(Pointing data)
....................

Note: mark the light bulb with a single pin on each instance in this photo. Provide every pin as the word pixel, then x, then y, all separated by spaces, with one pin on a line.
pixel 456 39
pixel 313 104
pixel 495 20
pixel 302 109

....................

Stated task
Reproduce the data above with every instance of "pin" renamed to "marker", leaving all other text unchanged.

In response
Note: mark the light bulb with a single marker on each instance in this photo. Provide every marker as the word pixel, then x, then y, all separated by spaces, with one marker on a line.
pixel 456 39
pixel 313 104
pixel 495 20
pixel 302 109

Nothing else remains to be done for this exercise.